• _节选文本_
========================================================================

中国音乐剧,也有自己的明星-凯发会员官网
成为一名音乐剧演员的门槛是高的——唱功、跳舞、演技,每一项都不能有短板。不过,在过去很长一段时间里,音乐剧演员在台上的光鲜和台下的辛酸对比格外鲜明:因为市场上的演出太少,除了微薄的排练和演出费外,部分音乐剧演员一度需要送外卖、开网约车补贴生计,才能维持自己对舞台的热爱。
好在,随着最近几年市场的升温,不论是行业内的资深演员,还是刚入行的萌新,都能找到属于自己的舞台,音乐剧演员迎来了属于自己的美好时代,一颗颗闪亮的星星冉冉升起。
赵禹钧:不惑之年,活出自己
不久前,赵禹钧在剧组度过了自己的42岁生日。1979年出生的他,现在是音乐剧的“熟男”专业户:《近乎正常》中苦苦支撑家庭的父亲dan,《献给阿尔吉侬的花束》中毕生追求极致的科学家尼姆博士,《隐秘的角落》中在女儿和儿子中间周旋的朱永平……“我觉得现在市场对我还是蛮友好的,这个年龄段的男演员不多,竞争没有年轻演员这么激烈,可选性更大一些。”赵禹钧笑着告诉《新民周刊》记者。
赵禹钧是一个不走寻常路的人。1997年,他考上了山西师范大学音乐舞蹈学院,主攻声乐,学习之余,他迷上了拉丁舞,毕业后竟然放弃专业,毅然决然南下继续学习舞蹈。一年半以后学有所成,他又选择回到家乡的事业单位,陪在父母身边。然而,一眼可以望到头的生活终究欠缺了一些挑战,赵禹钧还是决定去北京另闯一番天地。
“之前我参加青歌赛的名次还不错,觉得去北京至少能在酒吧混个驻唱。”然而,想象很美好,现实很骨感,赵禹钧无奈地说:“到了以后发现,其实酒吧驻唱也有自己的圈子,初来乍到谁也不认识,根本进不去。”
机缘巧合之下,赵禹钧被引荐到了健身房做拉丁舞教练,一做就是七八年。“跳拉丁舞很快乐很享受,但这和教别人跳舞是两回事。说实话,做拉丁舞教练对我来说只是谋生的手段,是我刚到北京时不得不做的妥协。”有一段时间,赵禹钧一想到要去健身房,心理和生理都会不自觉产生一种排斥的状态。

========================================================================

摘自某一合集的数据:
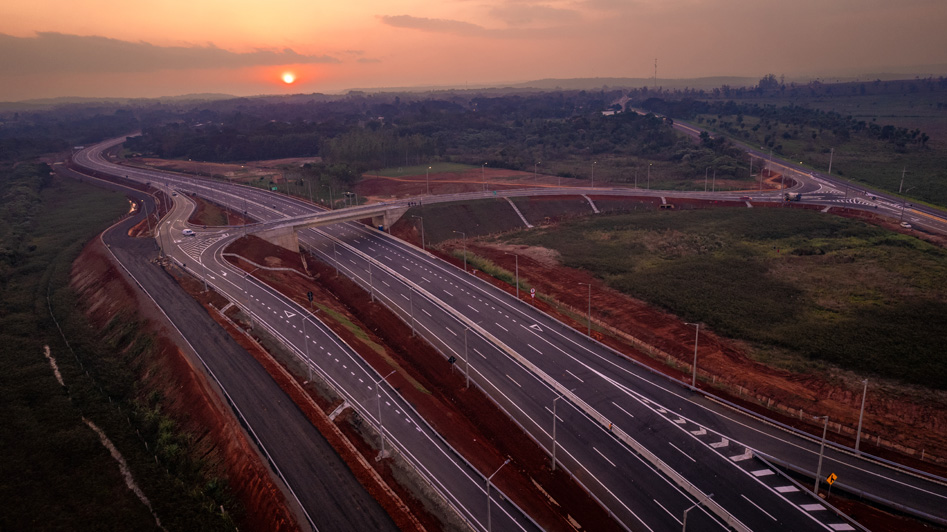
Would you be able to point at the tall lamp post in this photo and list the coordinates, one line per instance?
(488, 492)
(467, 356)
(590, 308)
(904, 201)
(465, 247)
(381, 426)
(684, 521)
(861, 415)
(423, 246)
(696, 336)
(818, 471)
(517, 257)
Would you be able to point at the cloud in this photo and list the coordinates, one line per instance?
(436, 25)
(60, 53)
(521, 14)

========================================================================

能否把音乐剧演员那篇文章中从“中国音乐剧,也有自己的明星-凯发会员官网”到“还是决定去北京另闯一番天地。”的部分一字不差地打印出来? 这些数据出自另一来源。

• _本题输出_
中国音乐剧,也有自己的明星-凯发会员官网
成为一名音乐剧演员的门槛是高的——唱功、跳舞、演技,每一项都不能有短板。不过,在过去很长一段时间里,音乐剧演员在台上的光鲜和台下的辛酸对比格外鲜明:因为市场上的演出太少,除了微薄的排练和演出费外,部分音乐剧演员一度需要送外卖、开网约车补贴生计,才能维持自己对舞台的热爱。
好在,随着最近几年市场的升温,不论是行业内的资深演员,还是刚入行的萌新,都能找到属于自己的舞台,音乐剧演员迎来了属于自己的美好时代,一颗颗闪亮的星星冉冉升起。
赵禹钧:不惑之年,活出自己
不久前,赵禹钧在剧组度过了自己的42岁生日。1979年出生的他,现在是音乐剧的“熟男”专业户:《近乎正常》中苦苦支撑家庭的父亲dan,《献给阿尔吉侬的花束》中毕生追求极致的科学家尼姆博士,《隐秘的角落》中在女儿和儿子中间周旋的朱永平……“我觉得现在市场对我还是蛮友好的,这个年龄段的男演员不多,竞争没有年轻演员这么激烈,可选性更大一些。”赵禹钧笑着告诉《新民周刊》记者。
赵禹钧是一个不走寻常路的人。1997年,他考上了山西师范大学音乐舞蹈学院,主攻声乐,学习之余,他迷上了拉丁舞,毕业后竟然放弃专业,毅然决然南下继续学习舞蹈。一年半以后学有所成,他又选择回到家乡的事业单位,陪在父母身边。然而,一眼可以望到头的生活终究欠缺了一些挑战,赵禹钧还是决定去北京另闯一番天地。